§ **DOCUMENT SECTION**
* start *

The following is a guest post from Scarlet Hiltibidal.
My oldest daughter is a high-achiever who’s SUPER serious about WINNING and is fully dressed and groomed before I even get out of bed every morning. She is also homeschooled.
Ever Grace is so driven and it has been a joy teaching her to read and write and identify the different parts of the axial skeleton (I don’t actually know much about the axial skeleton). But, the coolest part of homeschooling has been the opportunity to teach her about the real-life, everyday power of the gospel.
Let me tell you about what happened the other day.
I was being a very subpar mom. The frustration of tantrums from my younger daughters and scheduling and laundry had me snappy and impatient. But, it was a Tuesday, so I knew that no matter how I felt, I still had to educate my child.
So, with a too-loud exhale, I rattled off the bolded question I was supposed to read for the day in our Gospel Project Home Edition curriculum. The question read, In the Bible, there are stories of people who God used to do great things for His glory. Can you think of any?

* end *

§ **GIVEN RECORDS**

* start *

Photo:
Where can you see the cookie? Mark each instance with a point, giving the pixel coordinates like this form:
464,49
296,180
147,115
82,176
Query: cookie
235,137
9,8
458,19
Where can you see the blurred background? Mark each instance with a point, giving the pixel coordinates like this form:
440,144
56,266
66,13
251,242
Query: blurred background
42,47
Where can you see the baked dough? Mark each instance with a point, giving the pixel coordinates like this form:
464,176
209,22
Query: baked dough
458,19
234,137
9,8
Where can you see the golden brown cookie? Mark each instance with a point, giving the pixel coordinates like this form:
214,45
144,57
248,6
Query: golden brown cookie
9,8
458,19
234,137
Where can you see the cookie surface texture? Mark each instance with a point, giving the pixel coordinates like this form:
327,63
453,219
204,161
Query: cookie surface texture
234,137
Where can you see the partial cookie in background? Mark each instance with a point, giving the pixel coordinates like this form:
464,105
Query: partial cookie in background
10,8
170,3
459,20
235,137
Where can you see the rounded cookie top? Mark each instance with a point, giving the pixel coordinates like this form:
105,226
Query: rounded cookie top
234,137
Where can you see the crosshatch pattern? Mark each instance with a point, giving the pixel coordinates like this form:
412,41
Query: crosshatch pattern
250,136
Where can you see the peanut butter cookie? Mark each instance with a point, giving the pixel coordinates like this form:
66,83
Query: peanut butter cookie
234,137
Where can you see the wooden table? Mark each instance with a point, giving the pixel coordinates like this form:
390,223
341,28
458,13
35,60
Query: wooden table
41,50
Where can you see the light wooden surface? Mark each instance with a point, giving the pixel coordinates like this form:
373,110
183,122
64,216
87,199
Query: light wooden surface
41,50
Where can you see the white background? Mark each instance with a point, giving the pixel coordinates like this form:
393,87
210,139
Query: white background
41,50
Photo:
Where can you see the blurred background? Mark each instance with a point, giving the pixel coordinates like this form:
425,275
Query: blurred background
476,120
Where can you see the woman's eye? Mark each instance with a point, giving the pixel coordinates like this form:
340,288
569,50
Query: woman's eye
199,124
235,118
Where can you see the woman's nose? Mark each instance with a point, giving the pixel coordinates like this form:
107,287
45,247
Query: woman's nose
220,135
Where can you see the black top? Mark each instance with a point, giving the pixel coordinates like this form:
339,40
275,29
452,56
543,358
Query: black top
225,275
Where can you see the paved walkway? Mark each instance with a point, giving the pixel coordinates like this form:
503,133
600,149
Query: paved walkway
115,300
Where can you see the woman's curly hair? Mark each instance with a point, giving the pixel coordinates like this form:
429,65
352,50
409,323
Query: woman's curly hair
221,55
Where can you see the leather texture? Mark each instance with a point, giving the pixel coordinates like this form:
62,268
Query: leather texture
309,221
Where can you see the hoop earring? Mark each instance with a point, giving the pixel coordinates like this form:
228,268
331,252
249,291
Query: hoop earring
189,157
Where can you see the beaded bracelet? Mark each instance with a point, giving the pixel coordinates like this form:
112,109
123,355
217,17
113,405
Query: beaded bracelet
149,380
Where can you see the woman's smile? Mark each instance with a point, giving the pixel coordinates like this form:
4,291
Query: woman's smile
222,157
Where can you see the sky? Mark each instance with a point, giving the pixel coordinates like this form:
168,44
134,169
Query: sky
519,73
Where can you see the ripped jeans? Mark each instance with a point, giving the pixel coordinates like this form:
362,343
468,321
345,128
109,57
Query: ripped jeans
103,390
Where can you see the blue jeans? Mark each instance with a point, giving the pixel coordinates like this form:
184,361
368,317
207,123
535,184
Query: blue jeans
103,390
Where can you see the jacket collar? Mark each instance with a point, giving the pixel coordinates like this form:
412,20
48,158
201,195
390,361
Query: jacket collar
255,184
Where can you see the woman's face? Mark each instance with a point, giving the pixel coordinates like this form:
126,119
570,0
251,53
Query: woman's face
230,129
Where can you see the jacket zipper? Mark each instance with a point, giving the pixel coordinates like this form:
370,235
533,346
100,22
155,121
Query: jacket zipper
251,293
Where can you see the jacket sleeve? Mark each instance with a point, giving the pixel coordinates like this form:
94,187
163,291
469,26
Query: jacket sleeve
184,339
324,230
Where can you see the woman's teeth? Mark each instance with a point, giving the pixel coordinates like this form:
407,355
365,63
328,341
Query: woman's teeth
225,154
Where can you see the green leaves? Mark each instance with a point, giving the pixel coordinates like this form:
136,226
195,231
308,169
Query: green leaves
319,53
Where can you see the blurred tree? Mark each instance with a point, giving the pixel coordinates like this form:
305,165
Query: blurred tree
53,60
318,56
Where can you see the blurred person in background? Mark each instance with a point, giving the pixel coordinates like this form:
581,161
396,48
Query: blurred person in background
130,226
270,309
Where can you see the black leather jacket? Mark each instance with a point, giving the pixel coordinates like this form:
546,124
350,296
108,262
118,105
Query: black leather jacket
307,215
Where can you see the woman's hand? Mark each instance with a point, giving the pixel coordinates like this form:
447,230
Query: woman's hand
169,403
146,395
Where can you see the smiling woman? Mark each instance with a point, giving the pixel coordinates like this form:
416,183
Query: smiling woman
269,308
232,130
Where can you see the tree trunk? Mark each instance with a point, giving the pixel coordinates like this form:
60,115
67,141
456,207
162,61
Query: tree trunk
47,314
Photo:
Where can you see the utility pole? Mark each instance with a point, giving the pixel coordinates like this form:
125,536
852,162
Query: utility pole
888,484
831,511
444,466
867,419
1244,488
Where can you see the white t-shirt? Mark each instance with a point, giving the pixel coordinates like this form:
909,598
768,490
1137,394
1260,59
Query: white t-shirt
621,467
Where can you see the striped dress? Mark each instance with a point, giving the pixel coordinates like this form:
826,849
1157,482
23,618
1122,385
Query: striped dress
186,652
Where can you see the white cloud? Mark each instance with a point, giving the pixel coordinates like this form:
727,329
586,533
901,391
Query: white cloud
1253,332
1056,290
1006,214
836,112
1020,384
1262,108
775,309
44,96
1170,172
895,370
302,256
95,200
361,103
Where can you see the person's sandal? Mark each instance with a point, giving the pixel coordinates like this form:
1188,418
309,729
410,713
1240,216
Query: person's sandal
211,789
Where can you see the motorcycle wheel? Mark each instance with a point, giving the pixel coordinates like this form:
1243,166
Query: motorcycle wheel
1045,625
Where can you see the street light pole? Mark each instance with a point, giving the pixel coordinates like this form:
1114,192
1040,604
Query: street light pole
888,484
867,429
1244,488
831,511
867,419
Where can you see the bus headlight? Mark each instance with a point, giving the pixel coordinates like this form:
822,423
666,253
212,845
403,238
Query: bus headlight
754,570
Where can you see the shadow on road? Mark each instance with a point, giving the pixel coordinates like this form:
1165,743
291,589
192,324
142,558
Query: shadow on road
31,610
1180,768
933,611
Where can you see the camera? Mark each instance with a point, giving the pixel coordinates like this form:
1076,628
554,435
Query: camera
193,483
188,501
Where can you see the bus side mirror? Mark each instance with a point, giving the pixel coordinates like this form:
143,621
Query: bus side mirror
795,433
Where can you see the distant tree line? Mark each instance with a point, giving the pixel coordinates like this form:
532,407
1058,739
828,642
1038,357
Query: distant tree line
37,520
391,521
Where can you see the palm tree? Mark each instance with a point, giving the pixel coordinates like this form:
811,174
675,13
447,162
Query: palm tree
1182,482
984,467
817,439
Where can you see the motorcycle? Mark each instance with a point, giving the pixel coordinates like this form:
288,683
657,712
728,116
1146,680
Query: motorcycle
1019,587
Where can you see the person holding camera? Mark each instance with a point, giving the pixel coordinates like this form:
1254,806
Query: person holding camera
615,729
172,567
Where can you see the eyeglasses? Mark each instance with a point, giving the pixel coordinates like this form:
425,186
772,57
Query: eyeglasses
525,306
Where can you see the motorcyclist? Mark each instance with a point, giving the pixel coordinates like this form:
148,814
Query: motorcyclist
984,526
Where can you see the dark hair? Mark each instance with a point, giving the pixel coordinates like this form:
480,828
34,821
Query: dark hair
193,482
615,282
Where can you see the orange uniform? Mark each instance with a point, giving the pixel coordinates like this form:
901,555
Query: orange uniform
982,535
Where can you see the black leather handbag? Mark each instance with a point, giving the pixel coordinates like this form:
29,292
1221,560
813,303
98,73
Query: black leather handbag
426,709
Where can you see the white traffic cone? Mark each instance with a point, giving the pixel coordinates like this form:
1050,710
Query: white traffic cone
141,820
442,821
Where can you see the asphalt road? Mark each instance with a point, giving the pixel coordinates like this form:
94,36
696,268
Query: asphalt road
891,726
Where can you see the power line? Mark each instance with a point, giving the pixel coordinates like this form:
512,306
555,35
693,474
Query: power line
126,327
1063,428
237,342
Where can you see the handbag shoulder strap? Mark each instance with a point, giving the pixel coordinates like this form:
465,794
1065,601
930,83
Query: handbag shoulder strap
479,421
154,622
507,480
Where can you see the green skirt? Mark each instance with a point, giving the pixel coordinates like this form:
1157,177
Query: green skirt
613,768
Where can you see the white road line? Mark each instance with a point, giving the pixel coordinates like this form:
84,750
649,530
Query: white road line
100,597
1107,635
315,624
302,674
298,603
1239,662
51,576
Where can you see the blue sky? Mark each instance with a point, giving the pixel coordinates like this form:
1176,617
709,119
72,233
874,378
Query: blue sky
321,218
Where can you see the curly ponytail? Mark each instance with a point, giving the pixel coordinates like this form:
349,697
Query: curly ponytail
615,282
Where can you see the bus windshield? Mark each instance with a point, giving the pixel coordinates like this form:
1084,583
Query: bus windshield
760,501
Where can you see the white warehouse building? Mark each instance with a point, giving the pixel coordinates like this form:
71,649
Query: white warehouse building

* end *

Repeat a passage of the homeschooling guest post verbatim, beginning at the words "My oldest daughter" and stopping after "the other day.".

My oldest daughter is a high-achiever who’s SUPER serious about WINNING and is fully dressed and groomed before I even get out of bed every morning. She is also homeschooled.
Ever Grace is so driven and it has been a joy teaching her to read and write and identify the different parts of the axial skeleton (I don’t actually know much about the axial skeleton). But, the coolest part of homeschooling has been the opportunity to teach her about the real-life, everyday power of the gospel.
Let me tell you about what happened the other day.